» **Document extract**:
Monday, June 16, 2008

Hans Blumenberg, The Legitimacy of the Modern Age: Part III, Chapter 7, "Preludes to a Future Overstepping of Limits"

Two preconditions for rehabilitation of curiositas (1) removing man's contribution to his own salvation (2) rescinding the world's providential or even perspicuously intelligible character.

These validated approach which acted as if God were dead.

346: "The modern era began, not indeed as the epoch of the death of God, but as the epoch of the hidden God, the deus abscondidas -- and a hidden God is pragmatically as good as dead. The nominalist theology induces a human relation to the world whose implicit content could have been formulated in the postulate that man had to behave as though God were dead. This induces a restless taking stock of the world, which can be designated as the motive power of the age of science."

Made possible new view of science -- not trying to comprehend the world ideally and exactly, but only hypothetically and provisionally.

Nominalism developed many quantitative approaches to study of nature, but refrained from measuring the quantities used -- both from the lingering fear of transgressing on the exact numerical knowledge reserved for God and the prejudice that approximate measures were unworthy of science.

» **What to do**:
A. For each statement, say whether it agrees with the Blumenberg notes, and quote the words that decide it.
(i) The modern era began as the epoch of the death of God.
(ii) Nominalism refrained from measuring the quantities it used.
(iii) The new view of science aimed to comprehend the world ideally and exactly.
B. According to the Blumenberg notes, what can be designated as the motive power of the age of science?
C. Extend the Blumenberg notes past their final sentence, keeping the same note-taking style.
The listing after this point is separate material, unrelated to the Blumenberg notes.

» **Data shown**:
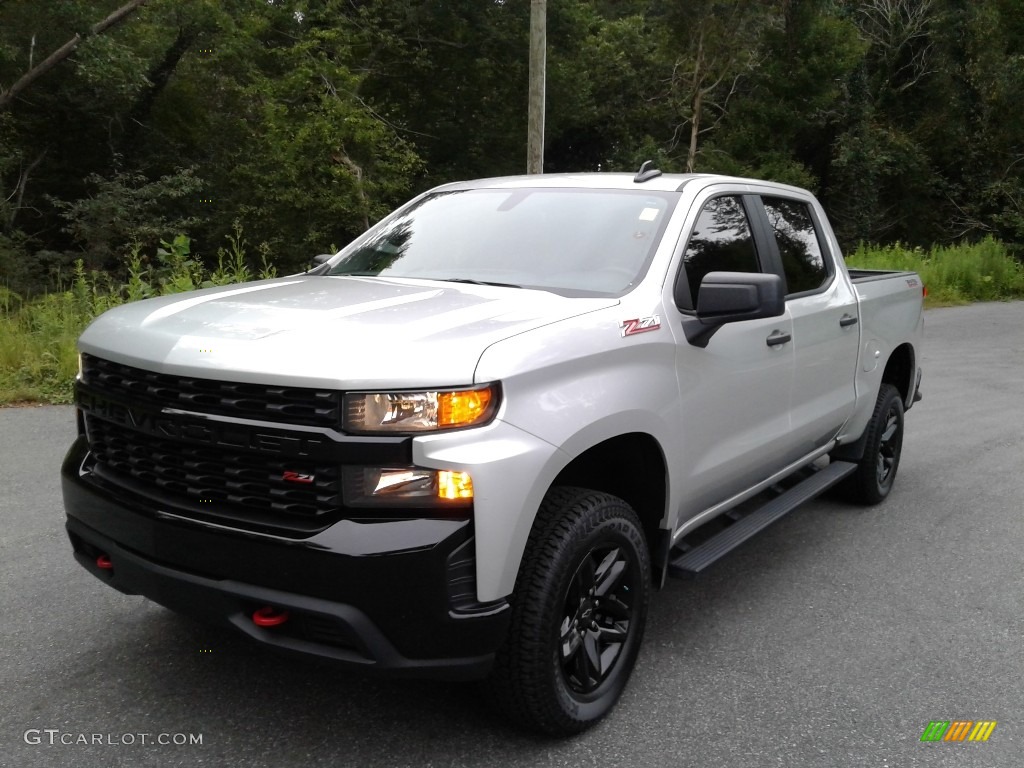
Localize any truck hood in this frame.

» **Outputs**:
A.
(i) No: "The modern era began, not indeed as the epoch of the death of God, but as the epoch of the hidden God"
(ii) Yes: "refrained from measuring the quantities used"
(iii) No: "not trying to comprehend the world ideally and exactly, but only hypothetically and provisionally"

B. A restless taking stock of the world.

C.
Nicole de Oresme's argument for incommensurability of movement's of heavens means that there is no prospect of a perfect alignment, and from this and the Aristotelean premise of symmetry of beginning and end of time, infers that there can be no end.

352: "The pretension to exactitude conjured up visions of a collision with the theological index of the impossible and gave any application of the speculative calculations the character of curiositas; renunciation of exactitude, which could have stylized and justified itself as humilitas [humility], presupposed a break with the generally accepted ideal of science. From this point of view, what still had to happen between the fourteenth and the seventeenth centuries in order to lay the foundation for the formation of the modern age ... does not look like an intensification, or even an exaggeration, of the supposedly 'modest' cognitive pretensions of the Middle Ages -- as it has been readily perceived, to the detriment of the integrity of the modern idea of science. Rather it looks like a very decisive renunciation, a resignation -- which, while it was not skeptical, was still directed at the center of what had gone before -- from continuing to measure oneself (in one's theoretical relation to nature) against the norm of knowing the Creation from the angle of vision and with the categories of the Creator."

Basic medieval conflict: unlimited pretensions of theoretical drive versus theological insistence on human finitude. Late medieval Pietism found a resolution in reacting against theoretical inquiry.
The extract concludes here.